Would you please copy every line from the records that contains the word "forest"?

Supplied data:
-- -- --

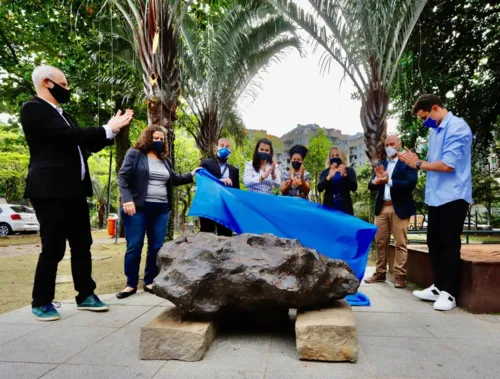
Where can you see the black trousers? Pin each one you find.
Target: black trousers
(444, 228)
(61, 220)
(209, 226)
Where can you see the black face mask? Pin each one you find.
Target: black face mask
(158, 147)
(264, 156)
(58, 92)
(336, 160)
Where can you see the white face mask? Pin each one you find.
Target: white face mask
(390, 151)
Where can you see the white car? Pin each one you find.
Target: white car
(16, 219)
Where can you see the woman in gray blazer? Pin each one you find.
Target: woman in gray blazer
(145, 181)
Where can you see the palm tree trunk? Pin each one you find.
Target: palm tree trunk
(373, 117)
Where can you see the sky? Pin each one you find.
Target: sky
(295, 92)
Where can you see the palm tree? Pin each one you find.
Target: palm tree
(220, 60)
(152, 28)
(367, 38)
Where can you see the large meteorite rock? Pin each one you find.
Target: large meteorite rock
(204, 273)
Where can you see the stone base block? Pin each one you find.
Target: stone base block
(170, 336)
(327, 334)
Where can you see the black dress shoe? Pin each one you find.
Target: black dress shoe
(124, 295)
(149, 290)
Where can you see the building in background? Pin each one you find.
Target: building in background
(353, 145)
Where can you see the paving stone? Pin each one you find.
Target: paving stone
(168, 372)
(170, 336)
(94, 257)
(478, 352)
(283, 361)
(118, 349)
(9, 332)
(302, 375)
(12, 370)
(140, 298)
(64, 279)
(116, 317)
(327, 334)
(415, 357)
(441, 324)
(23, 315)
(52, 344)
(145, 318)
(67, 371)
(389, 325)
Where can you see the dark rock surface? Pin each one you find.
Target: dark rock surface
(203, 273)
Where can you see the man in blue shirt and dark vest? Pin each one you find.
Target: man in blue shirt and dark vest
(448, 193)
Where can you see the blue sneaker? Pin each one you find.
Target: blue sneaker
(46, 313)
(92, 303)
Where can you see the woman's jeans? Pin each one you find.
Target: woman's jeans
(150, 219)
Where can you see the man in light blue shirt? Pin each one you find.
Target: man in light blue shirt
(448, 194)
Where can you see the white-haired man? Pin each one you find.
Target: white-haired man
(58, 183)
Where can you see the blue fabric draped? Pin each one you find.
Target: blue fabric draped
(331, 233)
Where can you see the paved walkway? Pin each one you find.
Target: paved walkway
(399, 336)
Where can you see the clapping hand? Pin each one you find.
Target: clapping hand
(120, 120)
(196, 170)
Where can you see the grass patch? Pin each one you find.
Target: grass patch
(17, 274)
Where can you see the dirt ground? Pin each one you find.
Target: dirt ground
(18, 262)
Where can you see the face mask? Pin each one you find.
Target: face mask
(264, 156)
(430, 123)
(336, 160)
(158, 147)
(61, 94)
(390, 151)
(223, 153)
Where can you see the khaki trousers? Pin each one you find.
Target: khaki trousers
(387, 222)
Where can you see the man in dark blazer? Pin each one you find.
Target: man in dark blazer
(394, 182)
(228, 174)
(58, 183)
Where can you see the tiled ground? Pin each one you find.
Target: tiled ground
(399, 337)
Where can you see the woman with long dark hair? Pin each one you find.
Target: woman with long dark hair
(261, 175)
(338, 180)
(145, 180)
(296, 181)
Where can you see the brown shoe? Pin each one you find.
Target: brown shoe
(399, 281)
(377, 277)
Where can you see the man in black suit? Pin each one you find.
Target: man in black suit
(394, 182)
(228, 174)
(58, 183)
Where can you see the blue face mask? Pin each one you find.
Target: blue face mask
(158, 147)
(224, 152)
(336, 160)
(430, 123)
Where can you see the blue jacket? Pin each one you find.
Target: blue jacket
(134, 176)
(404, 181)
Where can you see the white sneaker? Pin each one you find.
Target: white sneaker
(446, 302)
(429, 294)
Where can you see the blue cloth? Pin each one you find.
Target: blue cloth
(150, 219)
(331, 233)
(451, 143)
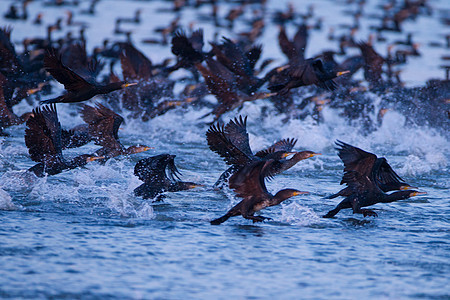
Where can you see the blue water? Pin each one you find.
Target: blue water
(83, 234)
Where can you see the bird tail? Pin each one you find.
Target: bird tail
(276, 88)
(331, 196)
(49, 101)
(221, 219)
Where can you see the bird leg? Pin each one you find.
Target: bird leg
(257, 218)
(344, 204)
(368, 212)
(159, 198)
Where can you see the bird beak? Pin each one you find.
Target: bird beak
(279, 69)
(286, 154)
(193, 186)
(94, 158)
(418, 193)
(174, 103)
(407, 187)
(190, 99)
(342, 73)
(267, 95)
(128, 84)
(300, 193)
(32, 91)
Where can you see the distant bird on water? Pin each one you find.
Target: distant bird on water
(78, 88)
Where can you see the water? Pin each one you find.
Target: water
(82, 233)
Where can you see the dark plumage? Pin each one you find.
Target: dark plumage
(231, 142)
(295, 49)
(249, 184)
(78, 88)
(368, 164)
(311, 71)
(103, 126)
(43, 139)
(7, 116)
(373, 63)
(220, 82)
(188, 49)
(159, 174)
(368, 178)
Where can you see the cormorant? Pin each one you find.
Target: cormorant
(103, 127)
(79, 89)
(368, 178)
(231, 142)
(249, 184)
(43, 140)
(368, 164)
(159, 174)
(310, 71)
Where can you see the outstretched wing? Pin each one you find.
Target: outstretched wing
(43, 134)
(152, 169)
(285, 145)
(236, 131)
(219, 142)
(248, 182)
(355, 159)
(103, 123)
(384, 175)
(359, 183)
(72, 81)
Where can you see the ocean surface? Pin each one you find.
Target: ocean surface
(82, 234)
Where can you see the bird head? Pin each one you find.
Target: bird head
(416, 193)
(288, 193)
(93, 158)
(305, 154)
(406, 187)
(138, 149)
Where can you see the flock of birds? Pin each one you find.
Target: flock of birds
(230, 74)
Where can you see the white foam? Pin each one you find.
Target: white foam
(6, 201)
(296, 214)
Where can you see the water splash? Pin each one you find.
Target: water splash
(296, 214)
(6, 201)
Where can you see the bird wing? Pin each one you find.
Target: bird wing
(236, 131)
(103, 123)
(359, 183)
(151, 170)
(287, 47)
(218, 84)
(300, 41)
(196, 40)
(355, 159)
(248, 182)
(43, 134)
(229, 54)
(72, 81)
(8, 62)
(219, 142)
(285, 145)
(384, 174)
(172, 171)
(253, 55)
(135, 65)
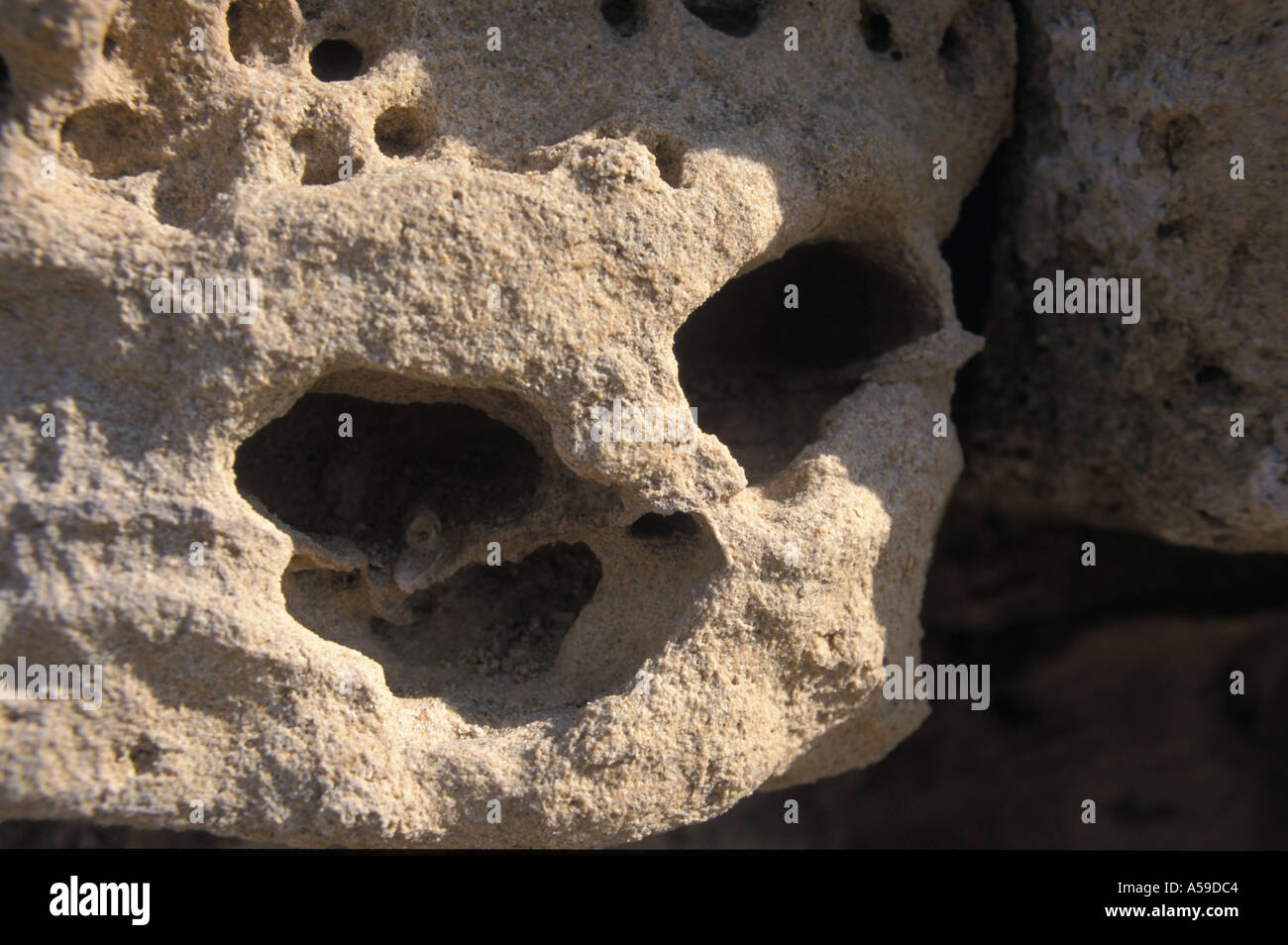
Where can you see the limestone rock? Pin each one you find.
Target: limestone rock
(346, 531)
(1122, 167)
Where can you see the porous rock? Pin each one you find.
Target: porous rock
(468, 252)
(1122, 167)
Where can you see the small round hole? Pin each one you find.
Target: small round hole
(400, 132)
(622, 16)
(335, 60)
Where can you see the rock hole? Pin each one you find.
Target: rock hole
(761, 374)
(875, 27)
(487, 630)
(451, 459)
(335, 60)
(323, 151)
(669, 155)
(655, 525)
(625, 17)
(112, 140)
(730, 17)
(402, 132)
(954, 59)
(143, 755)
(261, 30)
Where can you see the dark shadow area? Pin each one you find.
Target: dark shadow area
(623, 17)
(488, 628)
(761, 373)
(335, 60)
(1108, 682)
(653, 527)
(730, 17)
(261, 30)
(452, 459)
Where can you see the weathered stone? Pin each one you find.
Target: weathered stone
(465, 242)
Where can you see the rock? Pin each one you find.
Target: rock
(277, 277)
(1122, 167)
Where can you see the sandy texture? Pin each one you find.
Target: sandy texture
(523, 233)
(1122, 168)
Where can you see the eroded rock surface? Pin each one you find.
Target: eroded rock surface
(467, 254)
(1122, 167)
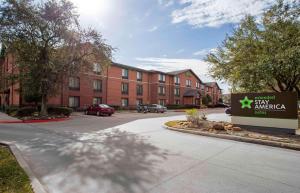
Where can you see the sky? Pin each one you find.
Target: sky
(167, 35)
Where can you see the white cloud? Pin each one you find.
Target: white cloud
(166, 3)
(214, 13)
(204, 52)
(200, 67)
(152, 29)
(180, 51)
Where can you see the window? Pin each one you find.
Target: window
(139, 76)
(97, 68)
(188, 83)
(162, 78)
(139, 101)
(125, 73)
(177, 91)
(124, 88)
(124, 102)
(176, 80)
(162, 102)
(161, 90)
(139, 90)
(97, 85)
(74, 101)
(97, 100)
(74, 83)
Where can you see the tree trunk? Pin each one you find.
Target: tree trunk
(44, 111)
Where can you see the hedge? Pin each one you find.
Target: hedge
(60, 111)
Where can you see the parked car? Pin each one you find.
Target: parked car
(142, 108)
(100, 109)
(228, 111)
(155, 108)
(223, 105)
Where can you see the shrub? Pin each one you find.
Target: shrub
(26, 111)
(193, 116)
(60, 111)
(11, 109)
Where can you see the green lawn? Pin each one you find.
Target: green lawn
(13, 179)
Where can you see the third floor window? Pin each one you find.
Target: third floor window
(139, 90)
(161, 90)
(162, 78)
(74, 83)
(188, 83)
(176, 80)
(139, 76)
(125, 73)
(97, 85)
(124, 88)
(97, 68)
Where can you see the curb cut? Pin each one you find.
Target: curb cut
(35, 121)
(237, 138)
(35, 183)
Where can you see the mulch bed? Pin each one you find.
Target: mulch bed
(228, 131)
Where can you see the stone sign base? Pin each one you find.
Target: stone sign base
(266, 124)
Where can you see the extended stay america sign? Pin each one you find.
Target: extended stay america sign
(267, 105)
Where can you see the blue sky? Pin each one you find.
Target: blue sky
(167, 34)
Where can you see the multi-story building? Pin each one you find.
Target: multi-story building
(116, 85)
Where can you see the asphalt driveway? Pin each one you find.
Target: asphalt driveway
(141, 156)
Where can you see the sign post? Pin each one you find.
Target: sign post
(265, 111)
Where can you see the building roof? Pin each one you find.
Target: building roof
(211, 84)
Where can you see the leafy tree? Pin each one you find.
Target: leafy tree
(48, 44)
(206, 100)
(262, 56)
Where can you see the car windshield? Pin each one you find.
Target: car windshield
(103, 106)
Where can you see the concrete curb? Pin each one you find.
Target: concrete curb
(35, 183)
(237, 138)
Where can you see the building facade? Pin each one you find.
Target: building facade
(116, 85)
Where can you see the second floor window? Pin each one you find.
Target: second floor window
(74, 83)
(177, 80)
(161, 90)
(124, 88)
(125, 73)
(162, 78)
(97, 85)
(139, 90)
(177, 91)
(97, 68)
(139, 76)
(188, 83)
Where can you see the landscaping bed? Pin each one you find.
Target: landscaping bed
(197, 124)
(32, 113)
(13, 178)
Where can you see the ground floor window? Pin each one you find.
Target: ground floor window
(162, 102)
(139, 101)
(97, 100)
(74, 101)
(124, 102)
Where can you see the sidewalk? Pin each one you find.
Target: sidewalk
(5, 117)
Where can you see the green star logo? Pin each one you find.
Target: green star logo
(246, 103)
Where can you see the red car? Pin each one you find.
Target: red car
(100, 109)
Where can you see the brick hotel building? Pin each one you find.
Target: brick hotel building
(117, 85)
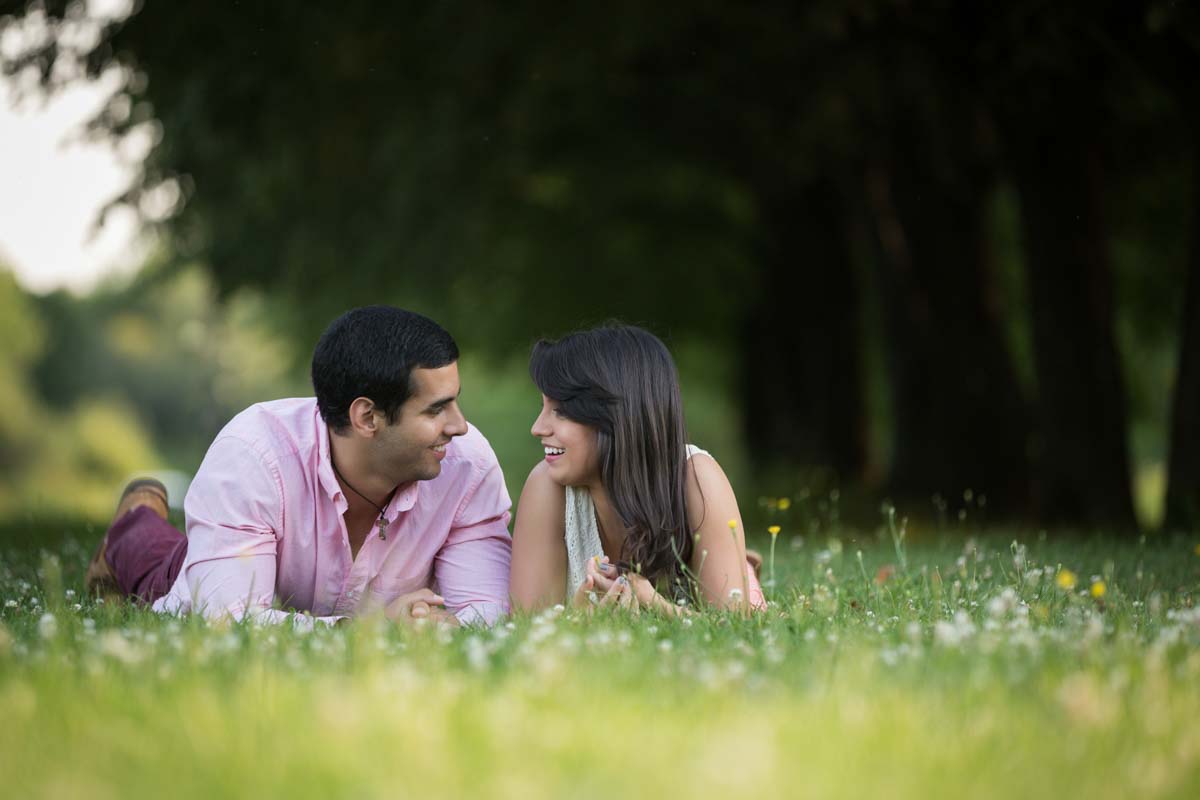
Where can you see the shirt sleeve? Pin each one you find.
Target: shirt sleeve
(234, 511)
(472, 567)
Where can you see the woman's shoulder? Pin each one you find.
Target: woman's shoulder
(706, 482)
(541, 495)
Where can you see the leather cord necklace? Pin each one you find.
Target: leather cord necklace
(382, 522)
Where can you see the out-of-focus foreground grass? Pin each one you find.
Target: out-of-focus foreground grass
(988, 668)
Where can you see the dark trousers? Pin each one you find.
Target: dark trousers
(145, 553)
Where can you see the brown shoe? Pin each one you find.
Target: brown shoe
(754, 558)
(142, 492)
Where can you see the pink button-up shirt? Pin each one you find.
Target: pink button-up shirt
(265, 528)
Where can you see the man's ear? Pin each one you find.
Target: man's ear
(364, 420)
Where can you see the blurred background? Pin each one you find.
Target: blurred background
(936, 253)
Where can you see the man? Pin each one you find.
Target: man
(357, 500)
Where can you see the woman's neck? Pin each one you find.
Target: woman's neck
(612, 528)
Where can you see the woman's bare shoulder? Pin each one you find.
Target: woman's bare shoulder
(706, 485)
(543, 500)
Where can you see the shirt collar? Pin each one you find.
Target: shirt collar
(325, 475)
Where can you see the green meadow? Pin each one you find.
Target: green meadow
(960, 666)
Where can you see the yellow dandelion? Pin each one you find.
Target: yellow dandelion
(1066, 579)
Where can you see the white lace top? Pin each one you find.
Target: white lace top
(582, 533)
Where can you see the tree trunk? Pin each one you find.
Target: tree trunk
(1083, 467)
(802, 380)
(1183, 462)
(959, 419)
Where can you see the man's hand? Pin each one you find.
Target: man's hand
(420, 606)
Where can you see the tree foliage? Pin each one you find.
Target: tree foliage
(785, 180)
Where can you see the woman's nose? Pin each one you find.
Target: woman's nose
(539, 426)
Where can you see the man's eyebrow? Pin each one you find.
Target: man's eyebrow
(444, 401)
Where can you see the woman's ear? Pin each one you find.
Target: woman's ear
(363, 417)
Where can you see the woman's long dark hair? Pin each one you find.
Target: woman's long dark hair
(622, 382)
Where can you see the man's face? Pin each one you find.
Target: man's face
(413, 446)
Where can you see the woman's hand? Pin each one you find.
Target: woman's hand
(604, 575)
(617, 594)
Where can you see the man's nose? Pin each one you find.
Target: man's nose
(459, 425)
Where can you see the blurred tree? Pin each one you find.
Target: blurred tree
(736, 173)
(69, 462)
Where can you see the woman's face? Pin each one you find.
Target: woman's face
(570, 447)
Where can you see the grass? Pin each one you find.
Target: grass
(975, 671)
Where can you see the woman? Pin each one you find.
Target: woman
(623, 510)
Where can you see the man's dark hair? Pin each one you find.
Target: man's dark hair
(371, 353)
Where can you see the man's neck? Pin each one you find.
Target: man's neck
(354, 474)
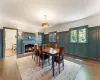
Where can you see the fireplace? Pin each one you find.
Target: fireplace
(29, 47)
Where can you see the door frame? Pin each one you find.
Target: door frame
(4, 28)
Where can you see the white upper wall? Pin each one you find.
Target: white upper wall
(91, 21)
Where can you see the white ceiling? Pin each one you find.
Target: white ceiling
(27, 13)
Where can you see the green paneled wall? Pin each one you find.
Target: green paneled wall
(89, 50)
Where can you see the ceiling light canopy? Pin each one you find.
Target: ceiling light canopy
(45, 24)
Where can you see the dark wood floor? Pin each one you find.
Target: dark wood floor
(9, 69)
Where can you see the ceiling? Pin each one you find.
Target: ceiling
(31, 12)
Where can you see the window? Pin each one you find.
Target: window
(79, 34)
(73, 36)
(52, 37)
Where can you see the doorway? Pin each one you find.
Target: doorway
(10, 42)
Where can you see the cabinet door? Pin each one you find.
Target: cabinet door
(61, 39)
(93, 43)
(1, 43)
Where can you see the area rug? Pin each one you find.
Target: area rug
(30, 70)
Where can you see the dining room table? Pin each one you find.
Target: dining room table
(52, 52)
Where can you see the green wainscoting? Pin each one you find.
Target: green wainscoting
(89, 50)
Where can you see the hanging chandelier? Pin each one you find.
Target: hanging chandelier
(45, 24)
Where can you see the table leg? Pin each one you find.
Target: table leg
(53, 64)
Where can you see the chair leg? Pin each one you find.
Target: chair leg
(42, 63)
(59, 67)
(63, 65)
(32, 55)
(39, 61)
(49, 61)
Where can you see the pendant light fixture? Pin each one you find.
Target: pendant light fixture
(45, 24)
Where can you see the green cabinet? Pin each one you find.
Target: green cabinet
(93, 43)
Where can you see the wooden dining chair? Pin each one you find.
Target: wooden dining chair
(43, 56)
(55, 46)
(36, 52)
(59, 58)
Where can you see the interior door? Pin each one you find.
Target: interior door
(93, 43)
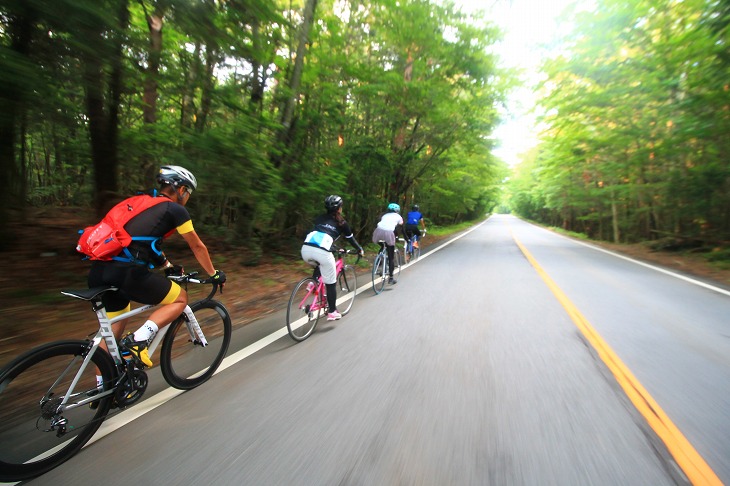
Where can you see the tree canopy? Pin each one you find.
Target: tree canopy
(272, 104)
(637, 110)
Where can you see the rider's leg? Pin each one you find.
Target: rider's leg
(172, 304)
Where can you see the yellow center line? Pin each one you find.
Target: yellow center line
(693, 465)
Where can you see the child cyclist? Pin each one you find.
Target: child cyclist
(414, 218)
(317, 248)
(385, 231)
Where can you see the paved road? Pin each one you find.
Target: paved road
(469, 371)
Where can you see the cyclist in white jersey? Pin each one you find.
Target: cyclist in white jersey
(389, 223)
(317, 248)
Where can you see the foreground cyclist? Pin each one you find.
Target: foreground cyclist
(385, 231)
(316, 250)
(133, 277)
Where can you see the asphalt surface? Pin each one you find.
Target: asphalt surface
(469, 371)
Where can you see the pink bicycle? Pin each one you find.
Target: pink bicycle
(308, 301)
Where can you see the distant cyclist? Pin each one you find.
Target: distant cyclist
(317, 248)
(389, 223)
(414, 218)
(133, 277)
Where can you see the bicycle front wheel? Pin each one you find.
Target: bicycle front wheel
(380, 272)
(346, 288)
(304, 310)
(185, 361)
(36, 433)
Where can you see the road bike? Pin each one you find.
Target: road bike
(50, 403)
(308, 301)
(413, 247)
(380, 265)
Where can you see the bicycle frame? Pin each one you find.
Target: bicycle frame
(320, 287)
(105, 333)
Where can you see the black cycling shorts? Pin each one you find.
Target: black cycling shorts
(135, 283)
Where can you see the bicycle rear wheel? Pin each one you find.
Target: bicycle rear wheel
(34, 436)
(380, 272)
(346, 288)
(304, 310)
(184, 361)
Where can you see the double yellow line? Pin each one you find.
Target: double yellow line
(696, 469)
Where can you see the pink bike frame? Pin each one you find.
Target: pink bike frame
(318, 290)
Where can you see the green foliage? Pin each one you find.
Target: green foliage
(636, 116)
(395, 103)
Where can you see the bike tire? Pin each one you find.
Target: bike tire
(380, 272)
(300, 320)
(185, 363)
(396, 267)
(27, 449)
(346, 288)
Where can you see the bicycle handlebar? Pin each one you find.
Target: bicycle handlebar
(342, 252)
(192, 277)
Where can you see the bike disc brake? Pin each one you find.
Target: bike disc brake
(130, 391)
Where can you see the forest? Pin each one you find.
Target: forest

-- -- --

Output for this task:
Where can you see the forest? Pin each one you find.
Target: forest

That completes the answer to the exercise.